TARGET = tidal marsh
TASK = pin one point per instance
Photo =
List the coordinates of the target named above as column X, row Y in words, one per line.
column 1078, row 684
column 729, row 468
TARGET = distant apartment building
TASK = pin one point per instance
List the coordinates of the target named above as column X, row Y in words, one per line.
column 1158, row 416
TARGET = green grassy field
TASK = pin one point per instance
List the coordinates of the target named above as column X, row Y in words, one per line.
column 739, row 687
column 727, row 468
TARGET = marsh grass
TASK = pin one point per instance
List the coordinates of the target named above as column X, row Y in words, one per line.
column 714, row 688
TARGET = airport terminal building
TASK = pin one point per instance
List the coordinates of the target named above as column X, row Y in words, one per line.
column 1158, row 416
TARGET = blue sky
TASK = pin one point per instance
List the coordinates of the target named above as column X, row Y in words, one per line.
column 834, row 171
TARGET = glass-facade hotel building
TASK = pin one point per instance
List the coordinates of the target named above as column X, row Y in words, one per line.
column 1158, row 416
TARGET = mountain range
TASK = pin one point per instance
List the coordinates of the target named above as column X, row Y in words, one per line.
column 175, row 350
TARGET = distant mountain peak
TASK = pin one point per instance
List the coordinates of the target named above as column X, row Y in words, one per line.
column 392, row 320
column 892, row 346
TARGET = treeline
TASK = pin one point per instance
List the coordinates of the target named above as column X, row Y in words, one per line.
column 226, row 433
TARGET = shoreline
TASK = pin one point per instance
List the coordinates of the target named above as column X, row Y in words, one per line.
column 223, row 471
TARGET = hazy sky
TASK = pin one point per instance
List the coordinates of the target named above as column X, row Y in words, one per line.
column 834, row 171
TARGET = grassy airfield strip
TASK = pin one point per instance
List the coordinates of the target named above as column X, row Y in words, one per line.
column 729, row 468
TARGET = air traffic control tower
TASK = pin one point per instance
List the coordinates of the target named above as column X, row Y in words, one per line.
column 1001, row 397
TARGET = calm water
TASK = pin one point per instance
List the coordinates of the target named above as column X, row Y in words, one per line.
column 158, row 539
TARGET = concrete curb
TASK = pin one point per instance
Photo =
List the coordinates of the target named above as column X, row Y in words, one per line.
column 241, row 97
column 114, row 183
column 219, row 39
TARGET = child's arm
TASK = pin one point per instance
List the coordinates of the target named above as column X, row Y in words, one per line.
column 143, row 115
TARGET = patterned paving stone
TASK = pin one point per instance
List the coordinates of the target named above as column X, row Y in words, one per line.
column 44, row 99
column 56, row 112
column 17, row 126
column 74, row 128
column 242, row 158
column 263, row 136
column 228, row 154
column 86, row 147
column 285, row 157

What the task asks
Copy all of the records above word for word, keeping every line unchanged and in its original order.

Exercise result
TARGET = tidal marsh
TASK = pin one point per instance
Photo =
List the coordinates of the target named above as column X, row Y in words, one per line.
column 1078, row 684
column 729, row 468
TARGET = distant apartment building
TASK = pin one point per instance
List the coordinates of the target named above as column X, row Y in words, one per line.
column 1158, row 416
TARGET = green grassy field
TASK = pin one point per instance
List the coordinates of the target named above as column X, row Y in words, one per line.
column 739, row 687
column 727, row 468
TARGET = marsh grass
TASK = pin one point per instance
List the coordinates of the target named above as column X, row Y in words, one per line.
column 714, row 688
TARGET = airport terminal building
TASK = pin one point per instance
List the coordinates of the target named above as column X, row Y in words, one per line.
column 1158, row 416
TARGET = blue sky
TASK = pin one point per instance
List the coordinates of the target named above as column X, row Y in words, one per line.
column 834, row 171
TARGET = glass-facade hotel building
TASK = pin one point per instance
List the coordinates of the target named above as column X, row Y in words, one per line.
column 1158, row 416
TARGET = mountain range
TASK = pin one point per instance
List the coordinates of the target named above as column X, row Y in words, one per line.
column 175, row 350
TARGET = distant mountain peak
TASK = pin one point per instance
List the coordinates of the target named above as column X, row Y in words, one per line.
column 392, row 320
column 892, row 346
TARGET = treeline
TASK = pin one point per instance
List the coordinates of the target named above as column X, row Y in words, one per line.
column 226, row 433
TARGET = shoreline
TASK = pin one point per instance
List the coordinates of the target named above as column X, row Y in words, one per line.
column 223, row 471
TARGET = hazy sky
TASK = pin one point per instance
List the coordinates of the target named above as column X, row Y in words, one per line.
column 834, row 171
TARGET = grassy airfield strip
TASK = pin one point per instance
List the coordinates of the target named above as column X, row Y in words, one per line.
column 729, row 468
TARGET = air traffic control tower
TASK = pin one point per instance
List the coordinates of the target named above as column X, row Y in words, one per line.
column 1001, row 397
TARGET = calm water
TASK = pin one point per instance
List the coordinates of the target named above as column X, row Y in words, one per line.
column 158, row 539
TARGET = concrete curb
TASK = pin one point per instance
Photo =
List the coordinates of the target named above as column X, row Y in words, one per line.
column 241, row 97
column 114, row 183
column 219, row 39
TARGET = child's arm
TASK = pin one point per instance
List the coordinates of the target named above as column X, row Y in words, one per line.
column 143, row 115
TARGET = patterned paving stone
TASK = pin one point per instance
List the coordinates of the target named above as column X, row Y in words, one per line.
column 44, row 99
column 56, row 112
column 17, row 126
column 74, row 128
column 242, row 158
column 263, row 136
column 228, row 154
column 86, row 147
column 285, row 157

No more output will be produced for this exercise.